Aufgabe: Ermittle, in wie vielen Zeilen der folgenden Liste die Zeichenfolge „stripe“ vorkommt, und gib nur diese Zahl an. Groß- und Kleinschreibung wird dabei unterschieden.

Gegebene Daten:

┌──

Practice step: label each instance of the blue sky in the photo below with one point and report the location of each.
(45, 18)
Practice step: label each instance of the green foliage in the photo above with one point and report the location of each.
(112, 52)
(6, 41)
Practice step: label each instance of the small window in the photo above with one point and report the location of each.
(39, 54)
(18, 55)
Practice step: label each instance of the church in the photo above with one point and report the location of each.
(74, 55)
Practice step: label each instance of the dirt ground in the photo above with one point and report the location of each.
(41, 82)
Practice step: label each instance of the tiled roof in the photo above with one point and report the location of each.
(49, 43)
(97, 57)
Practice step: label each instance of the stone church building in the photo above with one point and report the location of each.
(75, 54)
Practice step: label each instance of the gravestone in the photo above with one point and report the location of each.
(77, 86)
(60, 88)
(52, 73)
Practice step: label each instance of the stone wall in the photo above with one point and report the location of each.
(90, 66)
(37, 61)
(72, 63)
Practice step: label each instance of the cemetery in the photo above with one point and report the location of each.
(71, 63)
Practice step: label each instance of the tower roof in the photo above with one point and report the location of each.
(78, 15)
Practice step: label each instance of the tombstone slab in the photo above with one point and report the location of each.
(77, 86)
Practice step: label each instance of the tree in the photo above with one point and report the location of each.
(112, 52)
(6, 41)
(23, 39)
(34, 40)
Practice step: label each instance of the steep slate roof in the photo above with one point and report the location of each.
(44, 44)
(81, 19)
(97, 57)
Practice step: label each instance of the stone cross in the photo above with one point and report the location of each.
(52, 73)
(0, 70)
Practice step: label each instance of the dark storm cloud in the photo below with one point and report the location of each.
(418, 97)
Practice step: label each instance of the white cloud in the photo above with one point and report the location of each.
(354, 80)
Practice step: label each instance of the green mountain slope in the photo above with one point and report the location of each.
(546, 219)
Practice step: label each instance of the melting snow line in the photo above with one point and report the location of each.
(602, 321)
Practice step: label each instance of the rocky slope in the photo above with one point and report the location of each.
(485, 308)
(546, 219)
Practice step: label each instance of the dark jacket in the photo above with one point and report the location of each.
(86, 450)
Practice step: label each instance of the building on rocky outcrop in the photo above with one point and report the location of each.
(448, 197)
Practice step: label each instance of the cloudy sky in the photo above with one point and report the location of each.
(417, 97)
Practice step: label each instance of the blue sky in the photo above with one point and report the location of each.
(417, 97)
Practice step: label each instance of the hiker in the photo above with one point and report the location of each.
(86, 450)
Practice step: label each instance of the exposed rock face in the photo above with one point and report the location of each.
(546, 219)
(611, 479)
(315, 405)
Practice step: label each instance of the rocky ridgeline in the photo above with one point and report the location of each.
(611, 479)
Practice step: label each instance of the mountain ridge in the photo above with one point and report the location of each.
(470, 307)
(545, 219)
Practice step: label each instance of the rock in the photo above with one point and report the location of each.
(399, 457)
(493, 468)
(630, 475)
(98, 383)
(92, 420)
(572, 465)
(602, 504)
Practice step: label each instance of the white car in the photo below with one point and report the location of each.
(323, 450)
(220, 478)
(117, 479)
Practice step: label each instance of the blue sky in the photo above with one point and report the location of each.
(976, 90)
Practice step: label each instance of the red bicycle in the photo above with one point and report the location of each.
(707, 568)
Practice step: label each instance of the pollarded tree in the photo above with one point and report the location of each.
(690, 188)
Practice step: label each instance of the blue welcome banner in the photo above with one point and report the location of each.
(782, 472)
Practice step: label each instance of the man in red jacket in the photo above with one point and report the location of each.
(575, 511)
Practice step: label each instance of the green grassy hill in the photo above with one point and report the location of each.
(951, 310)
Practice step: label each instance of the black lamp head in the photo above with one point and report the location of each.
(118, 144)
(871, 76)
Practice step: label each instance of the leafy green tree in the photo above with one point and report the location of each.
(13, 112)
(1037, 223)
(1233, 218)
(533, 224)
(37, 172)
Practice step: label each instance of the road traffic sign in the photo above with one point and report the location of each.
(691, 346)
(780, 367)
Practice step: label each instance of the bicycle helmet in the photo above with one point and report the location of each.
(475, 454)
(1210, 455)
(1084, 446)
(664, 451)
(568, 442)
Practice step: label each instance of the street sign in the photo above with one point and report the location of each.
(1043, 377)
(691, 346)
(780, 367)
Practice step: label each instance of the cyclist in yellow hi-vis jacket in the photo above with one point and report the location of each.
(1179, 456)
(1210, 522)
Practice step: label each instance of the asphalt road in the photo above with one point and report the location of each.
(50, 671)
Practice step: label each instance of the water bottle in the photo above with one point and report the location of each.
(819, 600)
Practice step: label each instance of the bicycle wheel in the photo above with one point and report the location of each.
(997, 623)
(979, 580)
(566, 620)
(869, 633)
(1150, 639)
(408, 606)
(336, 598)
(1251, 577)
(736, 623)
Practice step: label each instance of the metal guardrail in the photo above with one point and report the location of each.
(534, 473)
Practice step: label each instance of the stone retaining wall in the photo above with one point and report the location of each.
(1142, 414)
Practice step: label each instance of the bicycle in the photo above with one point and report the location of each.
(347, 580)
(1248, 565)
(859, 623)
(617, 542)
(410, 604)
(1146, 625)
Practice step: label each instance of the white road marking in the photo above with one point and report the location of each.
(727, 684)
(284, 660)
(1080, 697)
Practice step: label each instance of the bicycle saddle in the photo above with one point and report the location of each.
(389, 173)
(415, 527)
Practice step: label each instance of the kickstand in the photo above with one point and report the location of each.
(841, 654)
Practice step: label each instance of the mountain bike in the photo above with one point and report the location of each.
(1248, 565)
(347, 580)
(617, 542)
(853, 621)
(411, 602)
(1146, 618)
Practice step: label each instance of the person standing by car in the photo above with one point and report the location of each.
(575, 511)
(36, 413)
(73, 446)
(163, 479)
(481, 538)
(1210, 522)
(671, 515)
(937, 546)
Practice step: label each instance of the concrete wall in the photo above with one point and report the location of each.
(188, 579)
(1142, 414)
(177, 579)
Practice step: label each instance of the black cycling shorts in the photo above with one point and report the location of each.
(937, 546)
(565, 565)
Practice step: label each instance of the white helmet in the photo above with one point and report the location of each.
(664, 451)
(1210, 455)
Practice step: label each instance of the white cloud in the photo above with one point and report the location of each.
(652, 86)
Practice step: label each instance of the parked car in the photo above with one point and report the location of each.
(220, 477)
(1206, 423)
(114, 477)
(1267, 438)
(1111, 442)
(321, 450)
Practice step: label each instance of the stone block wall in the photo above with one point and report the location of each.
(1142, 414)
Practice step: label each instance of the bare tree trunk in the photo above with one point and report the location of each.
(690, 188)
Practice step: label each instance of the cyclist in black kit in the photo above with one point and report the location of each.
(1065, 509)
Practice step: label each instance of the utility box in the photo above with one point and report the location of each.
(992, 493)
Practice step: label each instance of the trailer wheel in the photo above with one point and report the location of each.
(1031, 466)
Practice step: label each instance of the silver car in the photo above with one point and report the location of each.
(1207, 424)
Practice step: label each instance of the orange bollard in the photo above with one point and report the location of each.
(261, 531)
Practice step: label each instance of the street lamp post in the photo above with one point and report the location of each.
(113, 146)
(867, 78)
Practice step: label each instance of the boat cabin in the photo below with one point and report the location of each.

└──
┌──

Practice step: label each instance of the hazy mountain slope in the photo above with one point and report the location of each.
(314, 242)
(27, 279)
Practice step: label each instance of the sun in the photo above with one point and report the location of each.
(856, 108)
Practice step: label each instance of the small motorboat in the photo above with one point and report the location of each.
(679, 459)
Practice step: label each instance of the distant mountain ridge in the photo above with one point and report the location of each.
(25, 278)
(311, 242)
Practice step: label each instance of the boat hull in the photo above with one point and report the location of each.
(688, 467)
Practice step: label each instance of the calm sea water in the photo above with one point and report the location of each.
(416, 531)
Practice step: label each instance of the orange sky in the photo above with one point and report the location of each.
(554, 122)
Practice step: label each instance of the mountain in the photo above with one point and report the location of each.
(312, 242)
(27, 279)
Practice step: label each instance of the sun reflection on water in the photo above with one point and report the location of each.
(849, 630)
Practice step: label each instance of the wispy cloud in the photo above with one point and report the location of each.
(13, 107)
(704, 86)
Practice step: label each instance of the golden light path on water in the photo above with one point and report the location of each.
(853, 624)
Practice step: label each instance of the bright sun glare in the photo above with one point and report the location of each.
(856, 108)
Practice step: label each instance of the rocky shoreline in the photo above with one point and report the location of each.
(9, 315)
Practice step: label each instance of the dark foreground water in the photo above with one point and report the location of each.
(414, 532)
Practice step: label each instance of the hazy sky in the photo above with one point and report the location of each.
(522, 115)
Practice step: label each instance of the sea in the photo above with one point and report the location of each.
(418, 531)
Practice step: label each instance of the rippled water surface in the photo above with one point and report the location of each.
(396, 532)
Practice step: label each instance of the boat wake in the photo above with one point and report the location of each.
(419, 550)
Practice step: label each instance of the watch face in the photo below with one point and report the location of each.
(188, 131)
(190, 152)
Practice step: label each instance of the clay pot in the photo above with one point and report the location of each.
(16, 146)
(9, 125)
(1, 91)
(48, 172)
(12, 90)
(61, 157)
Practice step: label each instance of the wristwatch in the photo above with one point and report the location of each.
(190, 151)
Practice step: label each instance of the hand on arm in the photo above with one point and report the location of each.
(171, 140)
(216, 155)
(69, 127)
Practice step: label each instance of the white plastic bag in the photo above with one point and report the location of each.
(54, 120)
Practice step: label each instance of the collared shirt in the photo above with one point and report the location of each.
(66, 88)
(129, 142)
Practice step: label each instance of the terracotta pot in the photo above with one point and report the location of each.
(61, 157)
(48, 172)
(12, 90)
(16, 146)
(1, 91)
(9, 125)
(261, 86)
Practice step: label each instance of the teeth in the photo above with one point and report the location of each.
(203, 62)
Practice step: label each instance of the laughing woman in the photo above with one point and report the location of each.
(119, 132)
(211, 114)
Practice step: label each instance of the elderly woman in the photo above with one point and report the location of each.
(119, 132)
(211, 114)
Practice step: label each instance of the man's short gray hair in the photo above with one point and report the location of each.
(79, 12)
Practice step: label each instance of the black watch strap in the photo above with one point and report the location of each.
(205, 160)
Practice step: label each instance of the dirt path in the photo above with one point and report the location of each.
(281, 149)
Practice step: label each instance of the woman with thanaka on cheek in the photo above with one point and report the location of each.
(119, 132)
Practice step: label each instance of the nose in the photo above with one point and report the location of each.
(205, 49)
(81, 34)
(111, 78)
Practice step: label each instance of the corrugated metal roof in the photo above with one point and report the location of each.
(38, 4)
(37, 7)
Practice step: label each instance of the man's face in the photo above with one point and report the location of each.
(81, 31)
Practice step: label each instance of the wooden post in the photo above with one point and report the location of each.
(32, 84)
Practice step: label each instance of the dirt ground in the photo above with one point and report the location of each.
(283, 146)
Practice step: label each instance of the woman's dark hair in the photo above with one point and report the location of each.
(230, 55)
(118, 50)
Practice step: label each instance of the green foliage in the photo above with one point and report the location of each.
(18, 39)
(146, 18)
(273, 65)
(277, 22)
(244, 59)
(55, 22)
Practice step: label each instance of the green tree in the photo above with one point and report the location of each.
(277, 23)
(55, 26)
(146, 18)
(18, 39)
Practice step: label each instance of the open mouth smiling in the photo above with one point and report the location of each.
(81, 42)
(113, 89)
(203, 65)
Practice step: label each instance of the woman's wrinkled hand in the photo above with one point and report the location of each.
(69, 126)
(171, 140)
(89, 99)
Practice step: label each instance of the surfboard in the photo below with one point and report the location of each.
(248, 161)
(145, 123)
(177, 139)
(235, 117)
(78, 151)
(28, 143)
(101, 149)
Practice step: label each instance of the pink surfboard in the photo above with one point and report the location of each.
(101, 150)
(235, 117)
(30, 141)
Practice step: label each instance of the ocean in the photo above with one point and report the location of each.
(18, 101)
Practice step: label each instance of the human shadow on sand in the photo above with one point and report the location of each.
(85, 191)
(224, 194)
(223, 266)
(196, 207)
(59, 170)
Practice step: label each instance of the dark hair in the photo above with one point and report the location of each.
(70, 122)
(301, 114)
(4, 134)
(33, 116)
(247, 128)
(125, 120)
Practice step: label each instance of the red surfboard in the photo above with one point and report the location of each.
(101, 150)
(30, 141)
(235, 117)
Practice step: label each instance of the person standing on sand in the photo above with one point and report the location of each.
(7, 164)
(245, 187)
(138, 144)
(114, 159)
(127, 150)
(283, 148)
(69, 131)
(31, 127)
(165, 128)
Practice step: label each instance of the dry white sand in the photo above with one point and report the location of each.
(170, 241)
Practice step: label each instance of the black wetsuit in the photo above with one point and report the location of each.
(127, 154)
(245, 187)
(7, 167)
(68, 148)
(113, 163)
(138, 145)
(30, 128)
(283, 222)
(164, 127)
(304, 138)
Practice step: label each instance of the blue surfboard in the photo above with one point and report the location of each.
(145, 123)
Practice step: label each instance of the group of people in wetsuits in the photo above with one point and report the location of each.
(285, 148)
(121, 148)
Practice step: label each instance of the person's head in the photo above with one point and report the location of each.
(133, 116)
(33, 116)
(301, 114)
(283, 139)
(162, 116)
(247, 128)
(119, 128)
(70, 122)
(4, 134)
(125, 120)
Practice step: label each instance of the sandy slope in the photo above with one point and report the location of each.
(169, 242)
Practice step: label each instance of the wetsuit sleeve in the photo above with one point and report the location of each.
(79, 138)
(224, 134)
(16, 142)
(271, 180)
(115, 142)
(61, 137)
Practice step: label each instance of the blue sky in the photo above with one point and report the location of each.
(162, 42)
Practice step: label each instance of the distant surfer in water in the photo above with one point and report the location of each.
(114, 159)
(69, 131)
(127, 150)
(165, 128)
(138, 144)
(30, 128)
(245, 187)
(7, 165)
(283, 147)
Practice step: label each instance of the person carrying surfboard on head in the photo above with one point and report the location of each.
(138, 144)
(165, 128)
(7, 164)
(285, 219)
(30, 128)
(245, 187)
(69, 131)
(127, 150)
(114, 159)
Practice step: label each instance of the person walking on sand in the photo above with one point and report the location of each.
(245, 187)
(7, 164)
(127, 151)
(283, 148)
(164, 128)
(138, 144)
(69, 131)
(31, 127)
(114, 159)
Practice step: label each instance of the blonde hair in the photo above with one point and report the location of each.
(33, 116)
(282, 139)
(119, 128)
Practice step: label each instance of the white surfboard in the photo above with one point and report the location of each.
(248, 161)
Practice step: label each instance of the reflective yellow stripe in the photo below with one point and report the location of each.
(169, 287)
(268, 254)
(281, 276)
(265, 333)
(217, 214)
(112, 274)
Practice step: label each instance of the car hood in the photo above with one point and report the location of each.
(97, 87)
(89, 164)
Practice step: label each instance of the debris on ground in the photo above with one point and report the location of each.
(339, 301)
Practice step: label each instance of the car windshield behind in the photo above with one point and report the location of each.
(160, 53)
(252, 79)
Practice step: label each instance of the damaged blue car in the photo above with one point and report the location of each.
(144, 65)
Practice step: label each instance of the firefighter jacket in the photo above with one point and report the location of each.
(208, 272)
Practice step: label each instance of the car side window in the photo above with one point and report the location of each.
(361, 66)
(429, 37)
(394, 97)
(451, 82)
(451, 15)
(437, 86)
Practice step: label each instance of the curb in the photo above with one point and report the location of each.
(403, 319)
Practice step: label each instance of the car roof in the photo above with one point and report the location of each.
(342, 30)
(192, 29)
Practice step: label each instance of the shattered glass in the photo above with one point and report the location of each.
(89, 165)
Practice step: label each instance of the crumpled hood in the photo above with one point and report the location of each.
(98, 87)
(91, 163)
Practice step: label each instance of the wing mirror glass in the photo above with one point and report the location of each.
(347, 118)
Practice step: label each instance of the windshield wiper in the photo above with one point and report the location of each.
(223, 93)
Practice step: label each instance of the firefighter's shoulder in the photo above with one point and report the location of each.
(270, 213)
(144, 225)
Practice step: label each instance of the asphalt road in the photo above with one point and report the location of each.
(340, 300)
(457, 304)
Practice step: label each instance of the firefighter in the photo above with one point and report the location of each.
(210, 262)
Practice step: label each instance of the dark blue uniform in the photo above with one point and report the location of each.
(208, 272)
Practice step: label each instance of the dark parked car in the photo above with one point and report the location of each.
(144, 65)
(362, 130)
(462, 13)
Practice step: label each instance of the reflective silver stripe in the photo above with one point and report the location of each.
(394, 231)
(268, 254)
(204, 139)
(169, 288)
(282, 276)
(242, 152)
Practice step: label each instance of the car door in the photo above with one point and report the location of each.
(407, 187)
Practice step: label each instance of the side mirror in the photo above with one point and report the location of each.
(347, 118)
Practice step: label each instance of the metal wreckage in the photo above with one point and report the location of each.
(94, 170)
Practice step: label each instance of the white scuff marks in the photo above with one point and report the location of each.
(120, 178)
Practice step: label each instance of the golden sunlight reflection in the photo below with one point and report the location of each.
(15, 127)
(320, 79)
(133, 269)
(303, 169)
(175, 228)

└──
┌──

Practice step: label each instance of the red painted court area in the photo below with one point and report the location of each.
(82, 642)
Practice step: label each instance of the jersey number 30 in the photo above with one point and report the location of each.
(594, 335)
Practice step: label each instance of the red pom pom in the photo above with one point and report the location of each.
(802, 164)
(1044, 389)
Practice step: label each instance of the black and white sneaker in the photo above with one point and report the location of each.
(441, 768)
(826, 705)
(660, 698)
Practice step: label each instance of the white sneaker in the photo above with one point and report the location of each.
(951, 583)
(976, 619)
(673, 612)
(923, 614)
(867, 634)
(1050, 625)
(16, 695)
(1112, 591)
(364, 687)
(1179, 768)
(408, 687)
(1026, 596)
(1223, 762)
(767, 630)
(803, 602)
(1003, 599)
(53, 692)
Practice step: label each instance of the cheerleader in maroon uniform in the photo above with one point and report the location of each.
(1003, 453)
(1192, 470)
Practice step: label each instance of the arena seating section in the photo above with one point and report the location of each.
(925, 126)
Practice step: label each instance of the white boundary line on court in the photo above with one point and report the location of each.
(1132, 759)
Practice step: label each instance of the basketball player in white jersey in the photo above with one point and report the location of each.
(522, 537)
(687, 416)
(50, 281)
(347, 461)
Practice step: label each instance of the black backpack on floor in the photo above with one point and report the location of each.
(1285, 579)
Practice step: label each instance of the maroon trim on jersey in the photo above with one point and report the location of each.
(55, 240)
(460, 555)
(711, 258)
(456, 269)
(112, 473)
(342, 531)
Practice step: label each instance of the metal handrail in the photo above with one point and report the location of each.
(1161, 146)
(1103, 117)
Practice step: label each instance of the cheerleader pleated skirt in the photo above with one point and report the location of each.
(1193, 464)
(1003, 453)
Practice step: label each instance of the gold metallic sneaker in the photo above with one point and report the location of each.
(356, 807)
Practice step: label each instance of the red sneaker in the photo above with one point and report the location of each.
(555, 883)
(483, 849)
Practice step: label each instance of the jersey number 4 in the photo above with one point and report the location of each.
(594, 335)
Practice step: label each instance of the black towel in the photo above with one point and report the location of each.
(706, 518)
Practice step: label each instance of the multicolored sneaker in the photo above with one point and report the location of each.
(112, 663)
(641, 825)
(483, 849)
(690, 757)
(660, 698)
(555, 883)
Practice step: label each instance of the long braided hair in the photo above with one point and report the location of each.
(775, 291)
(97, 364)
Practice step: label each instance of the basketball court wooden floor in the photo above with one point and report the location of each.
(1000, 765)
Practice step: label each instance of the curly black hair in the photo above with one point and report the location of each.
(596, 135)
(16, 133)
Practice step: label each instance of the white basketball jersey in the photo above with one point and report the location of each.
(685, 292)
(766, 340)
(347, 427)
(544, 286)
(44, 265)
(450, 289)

└──

Antwort: 2